━━ QUOTED PASSAGE ━━

Sponsor: U.S. Agency for International Development (USAID)
Countries: Belize, Bolivia, Dominican Republic, Ecuador, El Salvador, Guatemala, Haiti, Honduras, Jamaica, Nicaragua, Panama, Peru
Program focus: Faculty development
Timeframe: 1977–1986
Description: LASPAU collaborated with USAID missions and host country ministries on this effort to support basic development projects at Latin American and Caribbean universities. A university’s ability to provide service to the neediest sectors of the population was an essential criterion for inclusion. The 164 university teachers, administrators, and researchers funded by the program obtained master’s degrees at U.S. institutions in fields including agriculture, food production, nutrition, health, and education, with areas of concentration such as appropriate technology and rural development.

More Information

Forty institutions were invited to participate in the Training for Development Program. The following text, taken from the October 1978 issue of LASPAU’s Informativo, illustrates the kinds of projects the program intended to support:

In the Andean region, the Universidad Nacional “San Cristobal de Huamanga” in Peru is well known for its training of generalists equipped to deal with a variety of regional development needs. There are many ponds and lakes in the region suitable for commercial exploitation of fish, which could serve as an important future source of income for many farmers. The university’s Department of Biology has carried out feasibility studies on the raising of various species of fish in these ponds. However, the emphasis in Peru has traditionally been upon coastal fishing as opposed to continental fisheries. Scholarship support has been requested in this area. The university also maintains two local agricultural training centers—one in the jungle and one in the sierra—each of which maintains a model farm for the region. The centers bring in leaders or representatives from local agricultural cooperatives to receive practical training in pasture management, cattle husbandry, and rural construction. The leader then returns to serve as a resource for the cooperative.

━━━
━━ INFORMATION PROVIDED ━━

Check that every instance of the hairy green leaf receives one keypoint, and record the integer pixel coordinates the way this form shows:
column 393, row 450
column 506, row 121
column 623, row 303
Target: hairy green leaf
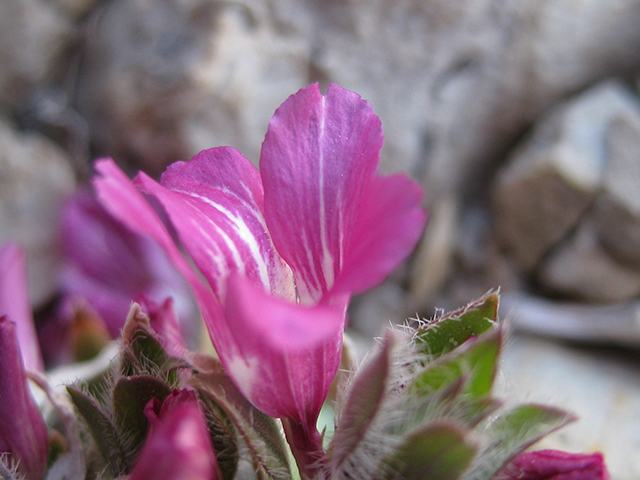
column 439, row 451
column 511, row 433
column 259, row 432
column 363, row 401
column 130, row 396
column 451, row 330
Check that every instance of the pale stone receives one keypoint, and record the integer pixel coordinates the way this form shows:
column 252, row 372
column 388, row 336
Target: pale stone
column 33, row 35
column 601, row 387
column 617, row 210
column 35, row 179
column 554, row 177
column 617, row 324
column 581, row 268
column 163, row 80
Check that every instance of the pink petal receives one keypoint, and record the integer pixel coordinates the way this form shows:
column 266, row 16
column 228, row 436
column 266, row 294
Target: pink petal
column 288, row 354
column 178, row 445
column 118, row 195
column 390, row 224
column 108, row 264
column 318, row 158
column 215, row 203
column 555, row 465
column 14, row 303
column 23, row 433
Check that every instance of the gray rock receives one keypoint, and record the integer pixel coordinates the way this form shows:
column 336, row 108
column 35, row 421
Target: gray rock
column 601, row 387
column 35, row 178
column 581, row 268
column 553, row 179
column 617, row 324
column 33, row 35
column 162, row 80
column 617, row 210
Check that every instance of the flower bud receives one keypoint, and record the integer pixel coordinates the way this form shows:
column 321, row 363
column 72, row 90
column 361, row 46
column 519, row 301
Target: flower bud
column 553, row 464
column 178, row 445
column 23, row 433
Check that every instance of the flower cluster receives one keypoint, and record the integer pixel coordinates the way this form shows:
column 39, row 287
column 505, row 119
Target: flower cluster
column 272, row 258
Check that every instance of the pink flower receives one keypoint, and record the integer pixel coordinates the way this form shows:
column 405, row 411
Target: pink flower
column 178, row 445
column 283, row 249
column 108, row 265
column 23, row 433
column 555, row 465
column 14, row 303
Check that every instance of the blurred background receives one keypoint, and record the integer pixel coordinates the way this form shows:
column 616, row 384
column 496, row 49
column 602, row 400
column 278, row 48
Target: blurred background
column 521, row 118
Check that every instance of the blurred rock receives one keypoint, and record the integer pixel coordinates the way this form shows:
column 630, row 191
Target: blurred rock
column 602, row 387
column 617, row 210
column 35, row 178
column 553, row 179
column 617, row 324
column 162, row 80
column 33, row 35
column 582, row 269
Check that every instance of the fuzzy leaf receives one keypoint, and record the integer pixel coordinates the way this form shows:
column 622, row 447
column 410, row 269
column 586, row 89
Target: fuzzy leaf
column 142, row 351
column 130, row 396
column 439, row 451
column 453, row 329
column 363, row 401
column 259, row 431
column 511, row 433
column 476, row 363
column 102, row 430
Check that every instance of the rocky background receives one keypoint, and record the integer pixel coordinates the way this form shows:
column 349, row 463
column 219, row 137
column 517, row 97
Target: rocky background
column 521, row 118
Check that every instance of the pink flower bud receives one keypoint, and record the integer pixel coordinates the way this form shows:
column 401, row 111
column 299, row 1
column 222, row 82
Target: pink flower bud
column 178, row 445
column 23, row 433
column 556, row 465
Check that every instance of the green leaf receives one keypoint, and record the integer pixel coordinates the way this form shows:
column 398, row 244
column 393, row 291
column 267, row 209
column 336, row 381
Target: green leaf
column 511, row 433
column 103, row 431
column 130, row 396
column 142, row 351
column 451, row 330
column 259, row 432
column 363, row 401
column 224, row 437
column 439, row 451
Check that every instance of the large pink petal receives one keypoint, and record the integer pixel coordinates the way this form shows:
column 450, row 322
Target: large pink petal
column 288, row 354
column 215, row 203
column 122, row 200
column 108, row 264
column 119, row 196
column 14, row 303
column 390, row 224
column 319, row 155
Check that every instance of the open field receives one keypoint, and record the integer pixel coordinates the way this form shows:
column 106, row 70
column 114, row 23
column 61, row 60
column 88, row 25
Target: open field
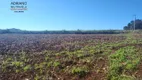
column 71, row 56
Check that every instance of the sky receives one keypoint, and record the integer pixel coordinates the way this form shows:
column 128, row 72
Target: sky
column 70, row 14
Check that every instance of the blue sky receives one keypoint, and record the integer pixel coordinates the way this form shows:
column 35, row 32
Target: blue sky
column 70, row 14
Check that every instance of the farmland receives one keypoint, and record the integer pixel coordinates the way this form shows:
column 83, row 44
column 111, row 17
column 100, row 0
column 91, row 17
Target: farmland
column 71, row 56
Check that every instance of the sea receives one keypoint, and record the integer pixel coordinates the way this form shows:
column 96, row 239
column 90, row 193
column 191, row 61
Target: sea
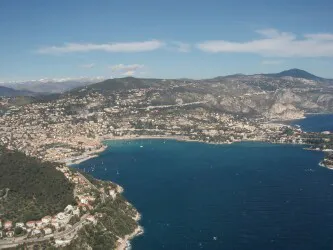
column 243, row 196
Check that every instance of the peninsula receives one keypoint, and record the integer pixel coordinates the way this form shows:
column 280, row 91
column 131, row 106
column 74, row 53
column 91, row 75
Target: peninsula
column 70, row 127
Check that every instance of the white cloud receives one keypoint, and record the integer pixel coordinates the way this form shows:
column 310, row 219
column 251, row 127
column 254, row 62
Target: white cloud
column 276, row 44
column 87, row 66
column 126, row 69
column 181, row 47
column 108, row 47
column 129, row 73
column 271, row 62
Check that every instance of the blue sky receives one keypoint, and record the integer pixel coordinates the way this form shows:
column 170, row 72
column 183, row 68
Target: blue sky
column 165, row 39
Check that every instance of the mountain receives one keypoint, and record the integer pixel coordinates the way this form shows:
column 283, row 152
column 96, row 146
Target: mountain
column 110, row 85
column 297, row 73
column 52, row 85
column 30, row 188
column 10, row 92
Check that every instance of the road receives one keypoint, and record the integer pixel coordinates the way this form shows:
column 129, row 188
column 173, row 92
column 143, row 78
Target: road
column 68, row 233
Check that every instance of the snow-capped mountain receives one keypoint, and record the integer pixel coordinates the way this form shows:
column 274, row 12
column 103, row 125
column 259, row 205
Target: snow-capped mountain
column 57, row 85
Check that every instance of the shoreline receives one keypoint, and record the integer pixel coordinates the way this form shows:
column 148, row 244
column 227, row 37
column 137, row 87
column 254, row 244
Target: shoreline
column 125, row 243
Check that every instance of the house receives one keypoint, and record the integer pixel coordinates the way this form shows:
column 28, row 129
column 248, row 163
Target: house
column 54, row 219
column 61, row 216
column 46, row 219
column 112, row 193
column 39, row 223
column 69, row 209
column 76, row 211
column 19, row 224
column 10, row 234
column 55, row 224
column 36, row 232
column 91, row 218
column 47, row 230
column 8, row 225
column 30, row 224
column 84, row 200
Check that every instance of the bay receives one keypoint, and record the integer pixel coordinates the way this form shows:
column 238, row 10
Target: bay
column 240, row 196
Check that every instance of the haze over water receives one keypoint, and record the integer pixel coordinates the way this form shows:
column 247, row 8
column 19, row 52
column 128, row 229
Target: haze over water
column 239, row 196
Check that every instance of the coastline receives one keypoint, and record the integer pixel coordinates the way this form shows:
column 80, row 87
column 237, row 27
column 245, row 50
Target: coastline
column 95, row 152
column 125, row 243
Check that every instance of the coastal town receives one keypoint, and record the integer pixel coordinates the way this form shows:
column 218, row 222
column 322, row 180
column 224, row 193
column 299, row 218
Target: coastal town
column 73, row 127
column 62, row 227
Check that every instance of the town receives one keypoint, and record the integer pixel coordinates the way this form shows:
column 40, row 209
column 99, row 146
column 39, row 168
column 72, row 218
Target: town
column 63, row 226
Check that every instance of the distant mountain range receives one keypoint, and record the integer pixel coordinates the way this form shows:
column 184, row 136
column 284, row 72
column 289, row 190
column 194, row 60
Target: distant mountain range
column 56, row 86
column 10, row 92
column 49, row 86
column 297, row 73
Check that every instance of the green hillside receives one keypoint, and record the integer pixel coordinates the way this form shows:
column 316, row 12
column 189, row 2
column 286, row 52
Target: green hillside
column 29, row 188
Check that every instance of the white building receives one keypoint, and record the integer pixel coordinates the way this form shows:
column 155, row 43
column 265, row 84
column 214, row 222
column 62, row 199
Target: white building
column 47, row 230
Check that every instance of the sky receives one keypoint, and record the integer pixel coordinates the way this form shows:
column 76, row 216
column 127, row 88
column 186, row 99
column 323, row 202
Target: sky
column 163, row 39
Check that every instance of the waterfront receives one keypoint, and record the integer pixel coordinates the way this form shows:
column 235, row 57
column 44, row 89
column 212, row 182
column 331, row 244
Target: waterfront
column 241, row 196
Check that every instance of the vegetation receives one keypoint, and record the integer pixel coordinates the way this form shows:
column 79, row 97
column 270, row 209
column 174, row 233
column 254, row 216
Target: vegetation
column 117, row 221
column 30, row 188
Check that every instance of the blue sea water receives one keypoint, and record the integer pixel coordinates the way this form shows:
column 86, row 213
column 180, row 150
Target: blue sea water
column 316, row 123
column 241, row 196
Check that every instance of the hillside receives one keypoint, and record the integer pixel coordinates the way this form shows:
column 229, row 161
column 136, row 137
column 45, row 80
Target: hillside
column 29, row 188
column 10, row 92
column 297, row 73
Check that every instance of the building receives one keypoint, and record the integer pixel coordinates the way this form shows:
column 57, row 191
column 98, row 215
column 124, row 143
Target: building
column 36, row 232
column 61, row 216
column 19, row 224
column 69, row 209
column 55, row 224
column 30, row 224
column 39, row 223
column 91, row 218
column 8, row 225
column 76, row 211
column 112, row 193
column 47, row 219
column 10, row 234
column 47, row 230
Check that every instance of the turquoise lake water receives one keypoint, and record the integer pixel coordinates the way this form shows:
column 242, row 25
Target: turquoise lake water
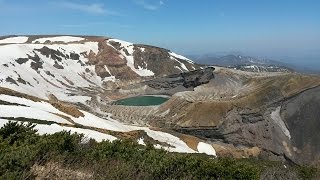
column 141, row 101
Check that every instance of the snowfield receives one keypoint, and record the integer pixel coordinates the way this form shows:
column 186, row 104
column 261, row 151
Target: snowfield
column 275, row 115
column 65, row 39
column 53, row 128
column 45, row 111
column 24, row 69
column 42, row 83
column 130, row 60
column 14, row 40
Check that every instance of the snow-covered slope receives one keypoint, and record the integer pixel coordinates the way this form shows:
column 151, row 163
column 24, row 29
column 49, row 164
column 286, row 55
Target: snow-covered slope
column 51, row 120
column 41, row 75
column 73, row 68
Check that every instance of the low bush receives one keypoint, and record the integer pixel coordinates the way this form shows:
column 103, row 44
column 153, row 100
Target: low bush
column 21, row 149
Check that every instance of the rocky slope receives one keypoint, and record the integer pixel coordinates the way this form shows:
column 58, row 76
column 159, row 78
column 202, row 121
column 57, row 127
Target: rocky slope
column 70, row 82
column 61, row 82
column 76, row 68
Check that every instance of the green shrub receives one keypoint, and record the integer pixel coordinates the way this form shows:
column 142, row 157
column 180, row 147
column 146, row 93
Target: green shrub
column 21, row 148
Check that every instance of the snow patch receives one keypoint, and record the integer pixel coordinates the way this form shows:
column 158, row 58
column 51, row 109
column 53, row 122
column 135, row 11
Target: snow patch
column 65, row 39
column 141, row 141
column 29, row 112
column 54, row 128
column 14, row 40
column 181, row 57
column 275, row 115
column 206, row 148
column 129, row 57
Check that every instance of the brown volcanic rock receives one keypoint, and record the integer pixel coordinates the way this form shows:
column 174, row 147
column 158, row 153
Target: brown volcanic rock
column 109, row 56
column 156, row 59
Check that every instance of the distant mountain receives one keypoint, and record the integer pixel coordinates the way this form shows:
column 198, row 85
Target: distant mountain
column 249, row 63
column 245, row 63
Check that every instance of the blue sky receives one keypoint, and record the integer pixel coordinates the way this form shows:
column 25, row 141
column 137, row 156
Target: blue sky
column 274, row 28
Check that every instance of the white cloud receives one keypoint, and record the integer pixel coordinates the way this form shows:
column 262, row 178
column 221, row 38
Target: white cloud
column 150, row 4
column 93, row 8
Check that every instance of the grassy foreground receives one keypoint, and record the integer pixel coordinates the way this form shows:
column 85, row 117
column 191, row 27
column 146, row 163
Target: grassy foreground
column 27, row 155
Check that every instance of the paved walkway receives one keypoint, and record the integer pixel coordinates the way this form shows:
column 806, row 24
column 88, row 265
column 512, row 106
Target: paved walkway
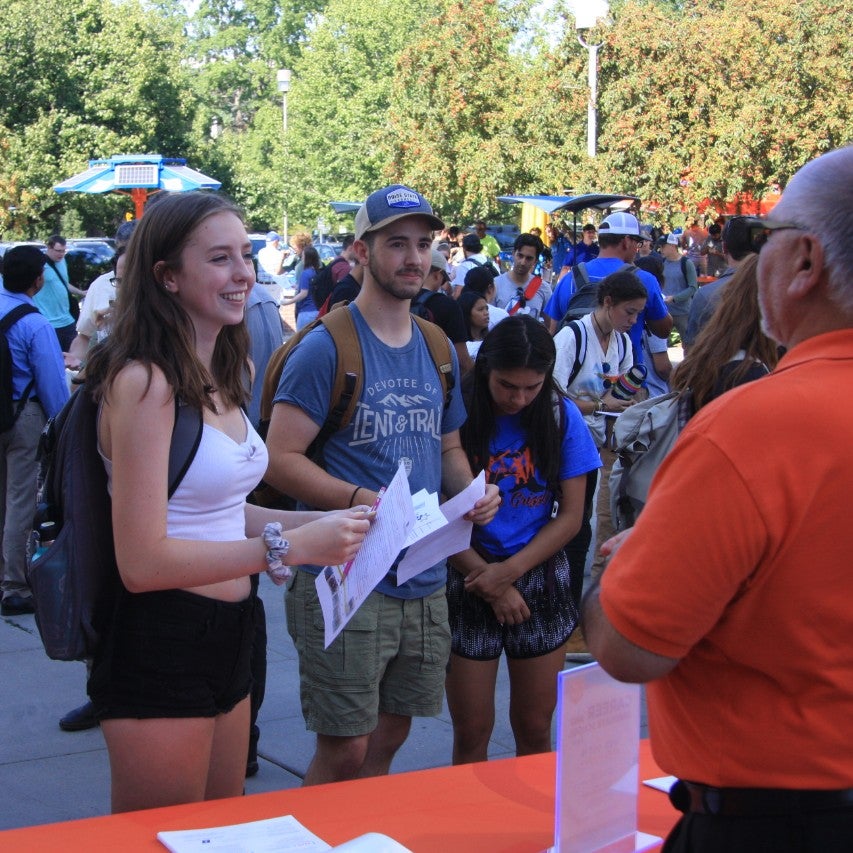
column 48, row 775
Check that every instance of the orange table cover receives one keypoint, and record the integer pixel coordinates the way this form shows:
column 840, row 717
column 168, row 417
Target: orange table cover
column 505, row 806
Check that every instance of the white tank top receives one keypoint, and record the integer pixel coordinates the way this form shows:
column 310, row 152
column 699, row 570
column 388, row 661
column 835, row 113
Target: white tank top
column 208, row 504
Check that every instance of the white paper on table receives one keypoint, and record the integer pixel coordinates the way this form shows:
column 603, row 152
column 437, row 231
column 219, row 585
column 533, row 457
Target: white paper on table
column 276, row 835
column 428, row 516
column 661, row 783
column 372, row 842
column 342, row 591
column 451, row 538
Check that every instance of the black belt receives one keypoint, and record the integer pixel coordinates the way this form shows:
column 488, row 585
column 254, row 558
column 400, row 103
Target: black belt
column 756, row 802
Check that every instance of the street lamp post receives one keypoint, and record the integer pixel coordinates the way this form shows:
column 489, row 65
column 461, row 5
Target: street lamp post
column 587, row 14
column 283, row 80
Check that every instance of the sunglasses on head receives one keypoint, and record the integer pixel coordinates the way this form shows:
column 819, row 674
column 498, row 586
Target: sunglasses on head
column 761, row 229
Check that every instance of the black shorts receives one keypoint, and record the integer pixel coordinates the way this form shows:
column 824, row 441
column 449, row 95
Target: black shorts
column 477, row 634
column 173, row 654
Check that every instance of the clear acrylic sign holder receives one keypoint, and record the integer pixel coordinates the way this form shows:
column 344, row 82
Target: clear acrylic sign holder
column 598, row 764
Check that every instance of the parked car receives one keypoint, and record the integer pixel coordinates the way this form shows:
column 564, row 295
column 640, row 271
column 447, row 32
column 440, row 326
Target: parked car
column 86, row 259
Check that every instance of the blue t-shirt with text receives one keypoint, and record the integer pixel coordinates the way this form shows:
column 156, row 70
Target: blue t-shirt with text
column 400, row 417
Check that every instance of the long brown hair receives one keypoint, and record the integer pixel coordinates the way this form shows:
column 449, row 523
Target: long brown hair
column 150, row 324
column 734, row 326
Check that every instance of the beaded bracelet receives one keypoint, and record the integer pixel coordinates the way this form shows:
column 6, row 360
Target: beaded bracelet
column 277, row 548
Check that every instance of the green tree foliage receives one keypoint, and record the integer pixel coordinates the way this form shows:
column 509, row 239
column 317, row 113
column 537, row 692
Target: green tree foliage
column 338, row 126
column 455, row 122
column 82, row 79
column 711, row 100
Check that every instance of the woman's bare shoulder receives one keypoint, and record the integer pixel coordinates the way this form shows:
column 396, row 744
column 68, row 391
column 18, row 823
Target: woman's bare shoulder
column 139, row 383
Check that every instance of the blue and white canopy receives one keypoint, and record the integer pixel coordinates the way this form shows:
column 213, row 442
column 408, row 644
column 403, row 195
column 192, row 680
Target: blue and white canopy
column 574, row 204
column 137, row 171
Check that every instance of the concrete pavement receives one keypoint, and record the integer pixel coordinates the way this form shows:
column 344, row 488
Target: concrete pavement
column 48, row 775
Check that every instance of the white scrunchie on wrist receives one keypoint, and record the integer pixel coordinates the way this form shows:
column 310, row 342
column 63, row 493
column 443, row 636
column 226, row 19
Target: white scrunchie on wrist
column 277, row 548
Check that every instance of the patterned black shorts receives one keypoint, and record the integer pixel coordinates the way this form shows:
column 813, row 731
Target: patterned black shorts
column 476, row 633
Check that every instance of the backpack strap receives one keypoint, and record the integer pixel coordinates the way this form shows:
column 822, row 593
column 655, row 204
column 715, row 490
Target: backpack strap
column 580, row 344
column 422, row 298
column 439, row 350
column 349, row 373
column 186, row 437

━━━

» REQUIREMENT: Reproduce the entire Training for Development Program description word for word.

» ANSWER TO THE PROBLEM:
Sponsor: U.S. Agency for International Development (USAID)
Countries: Belize, Bolivia, Dominican Republic, Ecuador, El Salvador, Guatemala, Haiti, Honduras, Jamaica, Nicaragua, Panama, Peru
Program focus: Faculty development
Timeframe: 1977–1986
Description: LASPAU collaborated with USAID missions and host country ministries on this effort to support basic development projects at Latin American and Caribbean universities. A university’s ability to provide service to the neediest sectors of the population was an essential criterion for inclusion. The 164 university teachers, administrators, and researchers funded by the program obtained master’s degrees at U.S. institutions in fields including agriculture, food production, nutrition, health, and education, with areas of concentration such as appropriate technology and rural development.

More Information

Forty institutions were invited to participate in the Training for Development Program. The following text, taken from the October 1978 issue of LASPAU’s Informativo, illustrates the kinds of projects the program intended to support:

In the Andean region, the Universidad Nacional “San Cristobal de Huamanga” in Peru is well known for its training of generalists equipped to deal with a variety of regional development needs. There are many ponds and lakes in the region suitable for commercial exploitation of fish, which could serve as an important future source of income for many farmers. The university’s Department of Biology has carried out feasibility studies on the raising of various species of fish in these ponds. However, the emphasis in Peru has traditionally been upon coastal fishing as opposed to continental fisheries. Scholarship support has been requested in this area. The university also maintains two local agricultural training centers—one in the jungle and one in the sierra—each of which maintains a model farm for the region. The centers bring in leaders or representatives from local agricultural cooperatives to receive practical training in pasture management, cattle husbandry, and rural construction. The leader then returns to serve as a resource for the cooperative.